• _Recorded data_:
•••
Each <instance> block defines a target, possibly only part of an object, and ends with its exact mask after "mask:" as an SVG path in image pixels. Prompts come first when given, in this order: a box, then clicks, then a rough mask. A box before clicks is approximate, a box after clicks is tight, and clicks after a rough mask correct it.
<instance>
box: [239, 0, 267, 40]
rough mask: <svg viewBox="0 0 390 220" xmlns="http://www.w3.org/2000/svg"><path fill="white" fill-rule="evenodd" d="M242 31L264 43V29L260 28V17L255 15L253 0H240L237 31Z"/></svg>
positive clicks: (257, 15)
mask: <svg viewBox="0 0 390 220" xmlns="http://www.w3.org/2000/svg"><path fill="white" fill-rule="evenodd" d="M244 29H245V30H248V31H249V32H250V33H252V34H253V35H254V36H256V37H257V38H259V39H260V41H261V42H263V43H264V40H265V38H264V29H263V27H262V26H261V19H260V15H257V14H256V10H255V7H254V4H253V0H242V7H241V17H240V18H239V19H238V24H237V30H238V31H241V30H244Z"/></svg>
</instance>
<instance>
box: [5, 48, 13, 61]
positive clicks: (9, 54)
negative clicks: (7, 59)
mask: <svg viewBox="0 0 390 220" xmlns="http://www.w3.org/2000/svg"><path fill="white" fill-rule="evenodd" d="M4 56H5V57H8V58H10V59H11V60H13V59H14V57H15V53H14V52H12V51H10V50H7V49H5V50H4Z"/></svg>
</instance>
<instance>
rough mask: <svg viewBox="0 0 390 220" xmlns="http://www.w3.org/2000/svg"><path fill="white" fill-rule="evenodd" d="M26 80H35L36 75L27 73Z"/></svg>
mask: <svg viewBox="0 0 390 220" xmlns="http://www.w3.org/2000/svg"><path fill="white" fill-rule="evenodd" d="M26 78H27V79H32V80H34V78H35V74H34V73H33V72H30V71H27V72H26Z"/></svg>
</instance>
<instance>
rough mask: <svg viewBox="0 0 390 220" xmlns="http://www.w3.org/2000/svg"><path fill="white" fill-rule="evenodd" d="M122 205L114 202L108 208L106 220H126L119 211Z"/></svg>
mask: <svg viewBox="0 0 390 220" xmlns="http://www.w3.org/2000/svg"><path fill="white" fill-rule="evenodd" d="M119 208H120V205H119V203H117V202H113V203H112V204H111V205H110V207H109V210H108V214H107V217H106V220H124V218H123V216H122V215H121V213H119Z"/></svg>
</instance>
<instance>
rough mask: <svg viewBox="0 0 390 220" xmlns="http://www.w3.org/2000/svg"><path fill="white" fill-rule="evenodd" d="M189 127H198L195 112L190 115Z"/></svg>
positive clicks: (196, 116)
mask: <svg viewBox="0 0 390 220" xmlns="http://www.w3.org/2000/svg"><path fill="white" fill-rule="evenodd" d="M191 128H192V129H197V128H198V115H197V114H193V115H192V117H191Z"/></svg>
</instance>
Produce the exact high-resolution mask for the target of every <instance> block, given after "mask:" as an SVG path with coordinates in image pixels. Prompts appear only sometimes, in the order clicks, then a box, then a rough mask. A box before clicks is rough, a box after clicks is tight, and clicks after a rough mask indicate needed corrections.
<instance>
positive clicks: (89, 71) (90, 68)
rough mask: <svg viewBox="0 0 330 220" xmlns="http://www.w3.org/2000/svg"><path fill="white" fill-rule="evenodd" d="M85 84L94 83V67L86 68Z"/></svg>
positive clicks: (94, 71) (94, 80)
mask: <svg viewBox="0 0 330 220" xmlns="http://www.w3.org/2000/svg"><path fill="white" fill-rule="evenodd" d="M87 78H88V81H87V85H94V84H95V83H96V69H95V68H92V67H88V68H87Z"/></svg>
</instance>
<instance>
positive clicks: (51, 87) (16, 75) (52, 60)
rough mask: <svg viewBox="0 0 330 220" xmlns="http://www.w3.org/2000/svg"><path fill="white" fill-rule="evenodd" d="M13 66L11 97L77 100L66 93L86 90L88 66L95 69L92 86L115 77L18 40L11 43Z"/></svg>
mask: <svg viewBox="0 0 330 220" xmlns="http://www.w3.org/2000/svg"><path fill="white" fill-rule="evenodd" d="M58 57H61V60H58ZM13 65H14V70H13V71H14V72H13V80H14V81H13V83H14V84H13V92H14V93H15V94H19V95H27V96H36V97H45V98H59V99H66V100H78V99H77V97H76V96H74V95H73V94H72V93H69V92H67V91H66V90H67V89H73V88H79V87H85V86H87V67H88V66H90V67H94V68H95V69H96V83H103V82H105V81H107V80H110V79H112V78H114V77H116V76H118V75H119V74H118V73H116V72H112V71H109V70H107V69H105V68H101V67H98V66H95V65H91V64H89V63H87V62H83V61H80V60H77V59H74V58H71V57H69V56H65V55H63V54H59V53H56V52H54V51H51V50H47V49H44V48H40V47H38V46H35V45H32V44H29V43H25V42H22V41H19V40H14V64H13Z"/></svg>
•••
Which lines hold the word "before"? Copy each of them from the records.

Each <instance> block defines a target, possibly only part of an object, and ends with its exact mask after "mask:" as an SVG path in image pixels. Prompts come first when given, in this order: a box, then clicks, then a rough mask. A box before clicks is approximate, a box after clicks is tight, and clicks after a rough mask correct it.
Produce the exact high-resolution mask for the target of every <instance> block, given after "mask:" as an SVG path with coordinates in image pixels. Prompts appear only sometimes, in the order clicks, then a box, then a rough mask. A box before clicks is rough, a box after clicks is tight, and clicks after a rough mask indicate needed corrections.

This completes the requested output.